═════ PROVIDED TEXT
Tag Archives: education

Making Sense of Word Problems

I am sure we have all seen it happen at one time or another in math class. We give a student a story problem to solve and after a quick skim, the student pulls the numbers from the problem, computes them, and writes down an answer.

If the answer is correct, we assume the student has a grasp of the concept. However, if it’s incorrect, we’re left with a laundry list of questions: Do they realize their answer doesn’t make sense? Did they not understand the context? Did they simply pull the numbers and operate to be finished or did they truly not know what to do with them? Most importantly, we ask ourselves, how can I help students make sense of what they are reading and think about the sensibility of their answer in the context of the problem?

If we’re lucky, we can identify a mathematical misconception and work with that. Oftentimes, though, the answer isn’t even reasonable. Then what do we do?

This scenario has me reflecting on the Common Core Standard of Mathematical Practice 1:

Mathematically proficient students start by explaining to themselves the meaning of a problem and looking for entry points to its solution. They analyze givens, constraints, relationships, and goals. They make conjectures about the form and meaning of the solution and plan a solution pathway rather than simply jumping into a solution attempt.

The best way I’ve found to help students make sense of what a problem is asking is, ironically, to take the question out altogether. Inspired by the wonderful folks at The Math Forum, I do a lot of noticing and wondering with students in this fashion. Most recently, after reading Brian Bushart’s awesome blog post, I have started taking the numbers out as well! Instead of students thinking about how they’re going to solve the problem as they read, they are truly thinking about the situation itself. It’s been an amazing way to give every student entry into a problem and allow me to differentiate for all of the learners in the classroom, while at the same time provide insight into my students’ mathematical understandings.

Recently, I had the opportunity to work with a 3rd grade class. The class recently finished their multiplication and division unit and will soon be starting their work with fractions. In order for their teacher and I to see and hear how students apply the operations, make sense of contexts, and currently think about fractions, I thought it would be interesting to take a story problem from their Student Activity Book and take the question and numbers out.

The Planning

I chose the problem below and thought about what I would learn about a student’s mathematical understandings and sense-making after they answered the questions.

I was curious to observe how students make sense of problems based on the idea of removing the numbers and the question so I changed the problem to this simple statement:

“Webster has boxes of granola bars to share with his class.”

I anticipated the students would wonder about the missing mathematical pieces involved in an open-ended statement like this. I believed their wonderings could lead them to develop questions that could be answered based on the very information they were wondering about. I knew the mathematical ideas of multiplication, division, and/or fractional sharing would arise and that I would learn so much more about their thinking then if I had given them the original problem.

In The Classroom:

I launched the lesson by posting the sentence on the board and recorded things they noticed and wondered.

They noticed:

“We don’t know how many boxes of granola bars.”
══════════
- _THE PROBLEM_:
In the post on making sense of word problems, which unit had the 3rd grade class recently finished? You won't need the lines that come after this text.
═════ STORED DATA
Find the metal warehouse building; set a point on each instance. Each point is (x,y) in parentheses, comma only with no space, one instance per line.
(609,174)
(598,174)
══════════
- _ANSWER IN FULL_:
The class had recently finished its multiplication and division unit.